Problem to solve: Quote the entries in full, character for character, without their images.

Record list:
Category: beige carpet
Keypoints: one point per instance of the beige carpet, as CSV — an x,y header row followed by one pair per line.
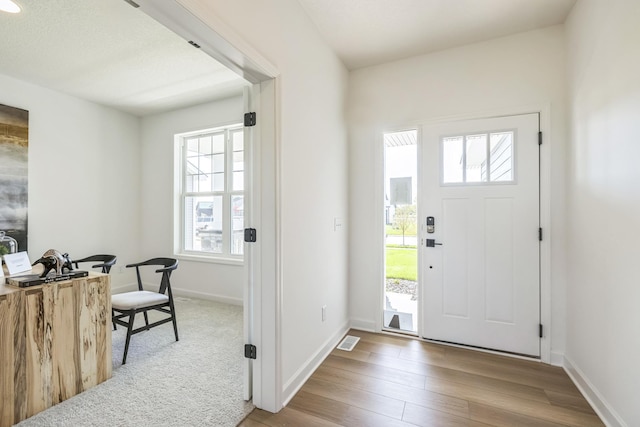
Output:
x,y
196,381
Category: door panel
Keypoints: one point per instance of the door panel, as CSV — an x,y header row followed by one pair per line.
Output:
x,y
481,278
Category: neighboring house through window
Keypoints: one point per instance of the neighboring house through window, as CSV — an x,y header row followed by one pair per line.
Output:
x,y
211,196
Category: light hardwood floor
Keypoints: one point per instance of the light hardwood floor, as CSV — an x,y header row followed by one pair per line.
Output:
x,y
395,381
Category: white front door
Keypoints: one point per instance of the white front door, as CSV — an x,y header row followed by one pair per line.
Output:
x,y
481,260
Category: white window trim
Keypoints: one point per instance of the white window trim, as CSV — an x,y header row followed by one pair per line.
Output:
x,y
179,196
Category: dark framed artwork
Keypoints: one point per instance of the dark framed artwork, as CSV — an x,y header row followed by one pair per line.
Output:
x,y
14,149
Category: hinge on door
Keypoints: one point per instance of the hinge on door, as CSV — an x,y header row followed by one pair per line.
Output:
x,y
250,119
250,235
250,351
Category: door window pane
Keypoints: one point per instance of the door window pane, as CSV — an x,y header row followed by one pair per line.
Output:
x,y
479,158
501,155
452,160
203,223
237,226
476,158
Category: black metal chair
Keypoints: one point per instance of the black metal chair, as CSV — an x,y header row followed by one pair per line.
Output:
x,y
107,262
128,304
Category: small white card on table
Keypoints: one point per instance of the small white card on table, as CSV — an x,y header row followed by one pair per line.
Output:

Task response:
Category: beige carpet
Keypoints: one point per instance of the beige carpet, as CSV — an x,y header row followed by one pair per line.
Output:
x,y
196,381
Category: door panel
Keypoints: one point per instance of the door panel, as CSV — an x,y header row followed by one pair per line.
Output:
x,y
481,278
Category: neighboring house through window
Keypoints: one point per instance of the neighboring house through window, as CSV — an x,y header row followed by one pair per line.
Output:
x,y
211,196
Category: light hardwood floor
Keypoints: one point per instance of the light hardwood floor, as CSV — an x,y header row followed by one pair per line.
Output:
x,y
395,381
Category: white front door
Keypoints: one point per instance of the white front door, as CSV — an x,y header row followed by one pair per line.
Output:
x,y
481,260
Category: white window trim
Keypoints: one point per instance of the white window trim, as CSV — an x,y header row followed by one pair per line.
Output:
x,y
179,196
Category: dark framed artwork
Keypoints: one point per instance of the dark framed artwork, as CSV — an x,y header row followed by one pair per line.
Output:
x,y
14,149
Category: hinge on door
Keypoints: one point per instance of the hinge on door, as CSV — an x,y header row followed by one pair per line.
Output:
x,y
250,119
250,235
250,351
Category: door window pane
Keypoints: one point per instance of the door window pane, as CSV — an x,y header row followed by one pair per line.
Output:
x,y
479,158
501,155
452,160
203,223
237,226
476,158
Category: black metal chair
Keypoints: one point per instance of the black metal chair, as CSV — an x,y header row followed by one pair per line.
Output:
x,y
107,262
128,304
Category: small white card on table
Keypoints: one point per instance of the small white card on table, as CSV — an x,y header row followed by one pair per line.
Output:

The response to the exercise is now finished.